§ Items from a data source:
---

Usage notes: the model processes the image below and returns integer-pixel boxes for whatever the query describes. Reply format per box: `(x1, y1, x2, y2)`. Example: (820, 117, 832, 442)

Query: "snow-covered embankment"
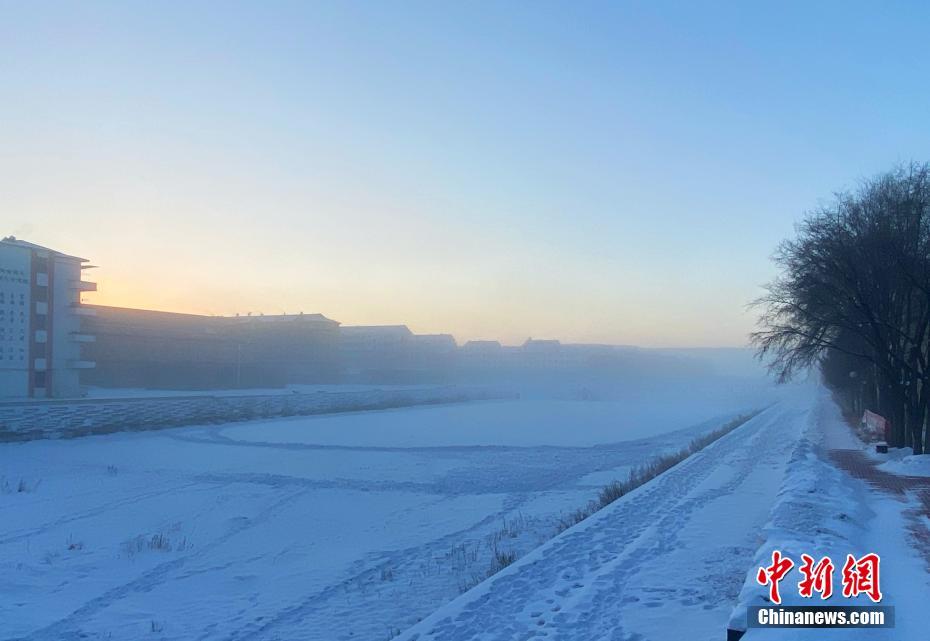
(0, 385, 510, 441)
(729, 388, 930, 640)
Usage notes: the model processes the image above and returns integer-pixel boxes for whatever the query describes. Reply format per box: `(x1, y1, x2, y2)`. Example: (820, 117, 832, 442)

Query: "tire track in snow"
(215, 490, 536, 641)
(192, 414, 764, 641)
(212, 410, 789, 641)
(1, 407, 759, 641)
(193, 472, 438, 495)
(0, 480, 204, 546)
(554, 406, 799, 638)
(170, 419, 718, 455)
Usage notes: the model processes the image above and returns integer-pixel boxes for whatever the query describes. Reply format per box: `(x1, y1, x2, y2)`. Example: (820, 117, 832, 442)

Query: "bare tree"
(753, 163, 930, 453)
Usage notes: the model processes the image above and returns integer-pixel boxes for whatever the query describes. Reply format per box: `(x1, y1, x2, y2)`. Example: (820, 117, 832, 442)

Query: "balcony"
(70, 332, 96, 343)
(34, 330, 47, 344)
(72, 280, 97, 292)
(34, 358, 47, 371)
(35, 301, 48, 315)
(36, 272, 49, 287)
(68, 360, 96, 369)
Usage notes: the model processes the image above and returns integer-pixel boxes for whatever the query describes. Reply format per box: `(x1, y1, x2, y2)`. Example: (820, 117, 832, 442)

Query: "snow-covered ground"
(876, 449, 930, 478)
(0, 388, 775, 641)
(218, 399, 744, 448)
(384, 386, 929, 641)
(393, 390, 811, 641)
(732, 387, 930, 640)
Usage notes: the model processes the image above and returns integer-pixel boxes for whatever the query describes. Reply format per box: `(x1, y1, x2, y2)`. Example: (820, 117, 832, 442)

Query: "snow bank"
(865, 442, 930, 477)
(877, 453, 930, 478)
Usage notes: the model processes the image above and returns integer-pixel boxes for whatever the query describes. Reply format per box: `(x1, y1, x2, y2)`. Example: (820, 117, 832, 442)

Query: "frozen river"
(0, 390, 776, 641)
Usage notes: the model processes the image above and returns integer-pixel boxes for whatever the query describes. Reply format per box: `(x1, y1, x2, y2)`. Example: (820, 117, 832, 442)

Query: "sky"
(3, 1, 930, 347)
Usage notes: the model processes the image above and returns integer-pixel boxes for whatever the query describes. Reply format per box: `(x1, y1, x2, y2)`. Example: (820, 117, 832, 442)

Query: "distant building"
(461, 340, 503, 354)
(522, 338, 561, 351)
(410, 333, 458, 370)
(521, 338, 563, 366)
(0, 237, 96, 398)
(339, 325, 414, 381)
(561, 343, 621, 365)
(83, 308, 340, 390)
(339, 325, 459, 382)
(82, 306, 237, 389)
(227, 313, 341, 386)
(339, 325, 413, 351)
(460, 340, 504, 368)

---

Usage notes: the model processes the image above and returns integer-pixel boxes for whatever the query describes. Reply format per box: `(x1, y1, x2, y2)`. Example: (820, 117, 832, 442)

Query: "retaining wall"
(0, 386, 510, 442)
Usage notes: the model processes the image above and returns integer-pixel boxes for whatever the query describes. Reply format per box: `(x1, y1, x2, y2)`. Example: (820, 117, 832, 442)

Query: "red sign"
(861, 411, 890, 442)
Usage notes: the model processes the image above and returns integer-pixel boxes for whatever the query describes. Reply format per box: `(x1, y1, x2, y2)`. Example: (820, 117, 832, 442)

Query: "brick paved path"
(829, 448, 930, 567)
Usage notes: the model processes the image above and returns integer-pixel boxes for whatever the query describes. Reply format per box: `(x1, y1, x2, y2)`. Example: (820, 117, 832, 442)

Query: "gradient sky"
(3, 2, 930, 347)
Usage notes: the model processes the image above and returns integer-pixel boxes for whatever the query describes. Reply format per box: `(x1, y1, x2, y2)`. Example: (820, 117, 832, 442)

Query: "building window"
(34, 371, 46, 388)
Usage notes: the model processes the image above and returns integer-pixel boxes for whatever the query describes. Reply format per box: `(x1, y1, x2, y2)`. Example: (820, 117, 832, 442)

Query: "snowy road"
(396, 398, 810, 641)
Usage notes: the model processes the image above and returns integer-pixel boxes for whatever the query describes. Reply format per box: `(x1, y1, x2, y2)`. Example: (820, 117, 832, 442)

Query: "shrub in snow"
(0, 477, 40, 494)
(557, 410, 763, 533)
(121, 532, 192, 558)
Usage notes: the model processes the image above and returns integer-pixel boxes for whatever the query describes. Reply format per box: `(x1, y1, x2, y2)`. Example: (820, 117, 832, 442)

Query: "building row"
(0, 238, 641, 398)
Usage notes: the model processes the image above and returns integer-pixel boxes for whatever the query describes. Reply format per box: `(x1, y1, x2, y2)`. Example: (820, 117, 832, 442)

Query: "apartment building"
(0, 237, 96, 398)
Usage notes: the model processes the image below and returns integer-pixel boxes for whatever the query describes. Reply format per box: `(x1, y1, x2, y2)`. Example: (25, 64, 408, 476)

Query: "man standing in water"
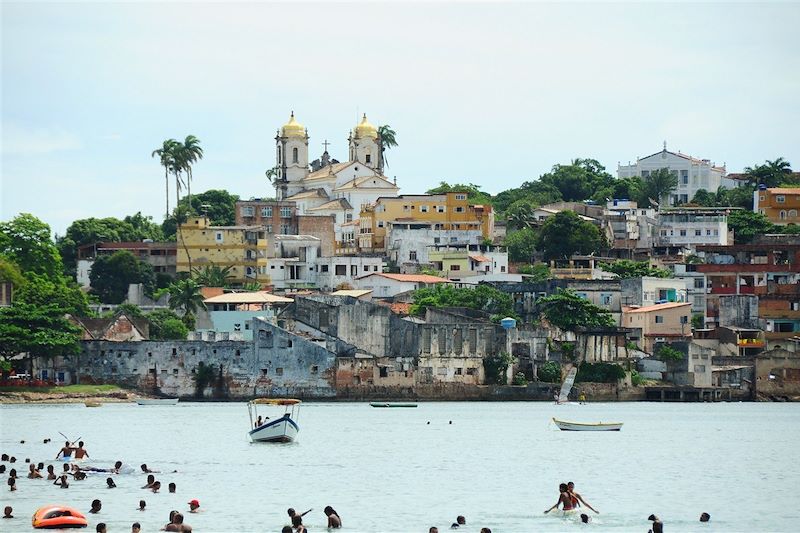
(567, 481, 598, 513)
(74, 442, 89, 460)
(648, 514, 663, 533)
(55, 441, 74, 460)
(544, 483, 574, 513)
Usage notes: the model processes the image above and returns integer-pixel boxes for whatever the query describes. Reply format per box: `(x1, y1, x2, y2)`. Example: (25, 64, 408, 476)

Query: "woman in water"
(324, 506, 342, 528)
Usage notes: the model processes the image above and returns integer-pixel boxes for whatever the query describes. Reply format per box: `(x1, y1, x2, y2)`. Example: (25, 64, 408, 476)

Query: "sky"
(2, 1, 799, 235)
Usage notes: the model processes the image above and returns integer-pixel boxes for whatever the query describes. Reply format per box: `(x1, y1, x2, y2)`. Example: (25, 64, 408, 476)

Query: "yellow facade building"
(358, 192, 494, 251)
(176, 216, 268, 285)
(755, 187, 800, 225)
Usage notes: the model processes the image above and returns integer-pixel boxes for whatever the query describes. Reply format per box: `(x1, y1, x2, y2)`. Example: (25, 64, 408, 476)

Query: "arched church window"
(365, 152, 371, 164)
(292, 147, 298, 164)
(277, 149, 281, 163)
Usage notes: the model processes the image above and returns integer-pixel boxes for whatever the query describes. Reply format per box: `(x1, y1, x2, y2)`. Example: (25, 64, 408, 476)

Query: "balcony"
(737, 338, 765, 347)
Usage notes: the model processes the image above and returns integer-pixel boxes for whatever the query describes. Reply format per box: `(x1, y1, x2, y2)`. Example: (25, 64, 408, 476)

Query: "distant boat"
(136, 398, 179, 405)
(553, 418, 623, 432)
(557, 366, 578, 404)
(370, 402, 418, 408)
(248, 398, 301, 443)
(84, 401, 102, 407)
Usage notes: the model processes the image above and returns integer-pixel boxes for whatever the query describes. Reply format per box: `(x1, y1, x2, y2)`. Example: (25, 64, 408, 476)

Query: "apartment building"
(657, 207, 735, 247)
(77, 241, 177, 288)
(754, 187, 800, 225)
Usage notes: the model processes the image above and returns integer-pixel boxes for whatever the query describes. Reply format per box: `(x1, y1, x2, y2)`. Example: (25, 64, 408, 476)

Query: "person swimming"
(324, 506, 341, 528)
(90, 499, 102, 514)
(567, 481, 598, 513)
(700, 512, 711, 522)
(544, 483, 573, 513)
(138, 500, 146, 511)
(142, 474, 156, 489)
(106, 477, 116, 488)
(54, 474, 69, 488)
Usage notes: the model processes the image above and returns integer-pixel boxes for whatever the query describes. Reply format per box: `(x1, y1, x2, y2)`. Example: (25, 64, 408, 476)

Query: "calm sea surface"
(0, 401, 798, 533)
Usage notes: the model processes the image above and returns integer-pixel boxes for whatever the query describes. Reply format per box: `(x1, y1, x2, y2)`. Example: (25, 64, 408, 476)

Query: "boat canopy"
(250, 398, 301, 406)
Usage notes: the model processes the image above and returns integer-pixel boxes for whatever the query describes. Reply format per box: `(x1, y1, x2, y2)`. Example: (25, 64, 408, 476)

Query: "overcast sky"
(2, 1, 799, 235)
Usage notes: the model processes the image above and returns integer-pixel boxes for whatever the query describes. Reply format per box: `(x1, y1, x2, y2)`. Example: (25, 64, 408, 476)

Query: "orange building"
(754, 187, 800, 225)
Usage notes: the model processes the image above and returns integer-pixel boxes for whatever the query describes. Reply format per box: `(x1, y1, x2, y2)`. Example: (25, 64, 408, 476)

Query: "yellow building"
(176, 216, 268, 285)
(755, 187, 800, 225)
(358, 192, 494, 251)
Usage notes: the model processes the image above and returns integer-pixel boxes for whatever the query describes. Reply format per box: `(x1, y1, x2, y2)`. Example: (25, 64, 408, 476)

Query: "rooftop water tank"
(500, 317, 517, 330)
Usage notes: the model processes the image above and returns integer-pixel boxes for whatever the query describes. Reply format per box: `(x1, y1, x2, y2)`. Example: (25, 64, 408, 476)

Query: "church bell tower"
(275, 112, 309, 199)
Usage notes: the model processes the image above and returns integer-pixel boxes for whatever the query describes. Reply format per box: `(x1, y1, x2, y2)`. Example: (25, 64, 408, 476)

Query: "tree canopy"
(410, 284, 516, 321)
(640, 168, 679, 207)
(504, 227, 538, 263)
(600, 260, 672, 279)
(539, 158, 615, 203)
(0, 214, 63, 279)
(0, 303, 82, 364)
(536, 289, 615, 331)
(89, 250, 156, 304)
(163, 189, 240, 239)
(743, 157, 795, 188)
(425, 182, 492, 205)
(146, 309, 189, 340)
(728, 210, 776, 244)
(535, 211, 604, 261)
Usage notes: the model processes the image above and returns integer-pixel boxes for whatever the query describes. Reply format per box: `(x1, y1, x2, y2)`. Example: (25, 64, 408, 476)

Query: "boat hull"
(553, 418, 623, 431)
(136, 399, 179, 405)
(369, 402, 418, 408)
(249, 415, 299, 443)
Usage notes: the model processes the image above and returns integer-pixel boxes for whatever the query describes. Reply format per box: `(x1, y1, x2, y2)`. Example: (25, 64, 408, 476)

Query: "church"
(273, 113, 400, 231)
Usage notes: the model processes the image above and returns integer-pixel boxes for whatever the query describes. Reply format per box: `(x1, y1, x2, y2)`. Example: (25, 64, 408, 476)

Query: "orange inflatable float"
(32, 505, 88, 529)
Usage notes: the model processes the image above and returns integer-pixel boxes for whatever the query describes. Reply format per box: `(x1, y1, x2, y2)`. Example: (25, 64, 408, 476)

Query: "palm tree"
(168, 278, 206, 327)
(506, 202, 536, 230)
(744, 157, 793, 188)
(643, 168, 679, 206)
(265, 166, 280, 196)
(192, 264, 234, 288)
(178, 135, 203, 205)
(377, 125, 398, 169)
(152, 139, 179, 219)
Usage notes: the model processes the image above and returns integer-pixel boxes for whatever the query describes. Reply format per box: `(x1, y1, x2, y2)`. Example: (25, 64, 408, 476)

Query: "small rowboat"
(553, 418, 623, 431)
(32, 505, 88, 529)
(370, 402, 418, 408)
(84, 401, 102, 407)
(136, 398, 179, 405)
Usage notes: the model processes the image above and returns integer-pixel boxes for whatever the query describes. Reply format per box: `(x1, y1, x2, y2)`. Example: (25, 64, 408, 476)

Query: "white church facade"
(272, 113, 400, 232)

---

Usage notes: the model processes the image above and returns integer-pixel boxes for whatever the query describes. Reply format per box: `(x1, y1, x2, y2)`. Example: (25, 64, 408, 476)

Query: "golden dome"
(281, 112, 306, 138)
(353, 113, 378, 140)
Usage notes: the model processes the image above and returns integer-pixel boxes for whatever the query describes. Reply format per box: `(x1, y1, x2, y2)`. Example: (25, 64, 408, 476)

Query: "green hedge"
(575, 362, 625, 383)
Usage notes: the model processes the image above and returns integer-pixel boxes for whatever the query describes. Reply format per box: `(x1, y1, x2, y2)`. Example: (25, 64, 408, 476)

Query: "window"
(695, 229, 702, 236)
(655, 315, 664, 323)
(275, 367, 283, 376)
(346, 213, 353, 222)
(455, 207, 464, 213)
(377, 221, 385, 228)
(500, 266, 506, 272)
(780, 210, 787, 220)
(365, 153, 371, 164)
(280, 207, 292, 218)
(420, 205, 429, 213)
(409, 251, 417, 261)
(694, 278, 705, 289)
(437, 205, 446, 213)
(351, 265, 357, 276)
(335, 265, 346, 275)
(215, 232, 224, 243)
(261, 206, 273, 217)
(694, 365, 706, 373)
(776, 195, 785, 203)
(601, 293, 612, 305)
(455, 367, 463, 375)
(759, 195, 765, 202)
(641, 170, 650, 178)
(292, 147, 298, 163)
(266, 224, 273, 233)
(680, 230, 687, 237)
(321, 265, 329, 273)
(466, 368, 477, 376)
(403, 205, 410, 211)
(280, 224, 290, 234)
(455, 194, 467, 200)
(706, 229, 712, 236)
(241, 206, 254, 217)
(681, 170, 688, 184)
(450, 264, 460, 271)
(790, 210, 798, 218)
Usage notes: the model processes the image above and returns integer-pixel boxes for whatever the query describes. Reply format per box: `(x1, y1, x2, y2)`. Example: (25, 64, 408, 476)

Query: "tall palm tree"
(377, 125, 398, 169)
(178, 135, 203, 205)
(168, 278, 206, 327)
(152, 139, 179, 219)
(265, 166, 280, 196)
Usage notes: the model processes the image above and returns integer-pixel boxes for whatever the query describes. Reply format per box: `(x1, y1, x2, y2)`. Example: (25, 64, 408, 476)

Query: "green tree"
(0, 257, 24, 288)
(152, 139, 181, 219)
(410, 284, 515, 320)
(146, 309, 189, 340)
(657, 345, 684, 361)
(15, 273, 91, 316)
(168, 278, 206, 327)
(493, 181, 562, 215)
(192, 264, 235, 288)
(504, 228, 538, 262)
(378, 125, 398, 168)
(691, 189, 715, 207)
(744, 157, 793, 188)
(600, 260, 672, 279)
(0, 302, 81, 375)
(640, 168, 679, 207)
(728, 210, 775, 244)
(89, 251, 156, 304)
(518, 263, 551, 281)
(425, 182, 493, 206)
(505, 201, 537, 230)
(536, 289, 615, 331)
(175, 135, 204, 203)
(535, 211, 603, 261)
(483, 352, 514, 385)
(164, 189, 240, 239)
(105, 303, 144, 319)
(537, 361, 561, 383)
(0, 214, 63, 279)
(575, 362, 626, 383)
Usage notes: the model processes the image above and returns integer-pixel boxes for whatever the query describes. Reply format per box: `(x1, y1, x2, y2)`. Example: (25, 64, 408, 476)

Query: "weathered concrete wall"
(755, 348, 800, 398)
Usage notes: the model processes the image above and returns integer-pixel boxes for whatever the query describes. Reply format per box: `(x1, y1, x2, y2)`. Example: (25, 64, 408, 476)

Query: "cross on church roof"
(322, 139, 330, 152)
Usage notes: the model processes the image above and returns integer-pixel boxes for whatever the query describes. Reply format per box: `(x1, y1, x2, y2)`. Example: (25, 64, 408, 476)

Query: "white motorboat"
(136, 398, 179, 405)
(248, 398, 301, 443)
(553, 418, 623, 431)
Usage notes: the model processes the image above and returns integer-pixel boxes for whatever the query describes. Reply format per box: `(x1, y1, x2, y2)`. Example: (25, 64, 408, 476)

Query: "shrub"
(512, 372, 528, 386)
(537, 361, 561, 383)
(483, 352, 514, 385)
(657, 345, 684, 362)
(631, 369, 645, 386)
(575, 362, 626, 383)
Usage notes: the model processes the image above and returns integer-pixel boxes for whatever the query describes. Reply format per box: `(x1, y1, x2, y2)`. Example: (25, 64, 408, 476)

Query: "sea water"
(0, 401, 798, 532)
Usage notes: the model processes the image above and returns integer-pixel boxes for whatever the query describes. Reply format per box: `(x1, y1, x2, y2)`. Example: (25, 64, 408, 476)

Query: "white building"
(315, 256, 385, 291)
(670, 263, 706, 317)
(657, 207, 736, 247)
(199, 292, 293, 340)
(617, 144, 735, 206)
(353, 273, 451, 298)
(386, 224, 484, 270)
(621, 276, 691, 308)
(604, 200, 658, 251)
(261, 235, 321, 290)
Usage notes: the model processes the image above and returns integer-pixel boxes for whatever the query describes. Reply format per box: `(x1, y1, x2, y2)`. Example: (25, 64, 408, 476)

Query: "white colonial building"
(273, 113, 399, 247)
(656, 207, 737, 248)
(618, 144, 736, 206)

---

§ TASK STATEMENT: Look through the data above. Copy every line with the string "below" in it.

§ ANSWER TO THE EXERCISE:
Usage notes: the model processes the image below and returns integer-pixel boxes for whatever the query describes. Reply format per box: `(x1, y1, x2, y2)`. Example: (820, 117, 832, 442)
Usage notes: the model processes the image below and returns integer-pixel boxes for whatever the query describes. Reply format per box: `(x1, y1, x2, y2)`. Example: (25, 64, 408, 476)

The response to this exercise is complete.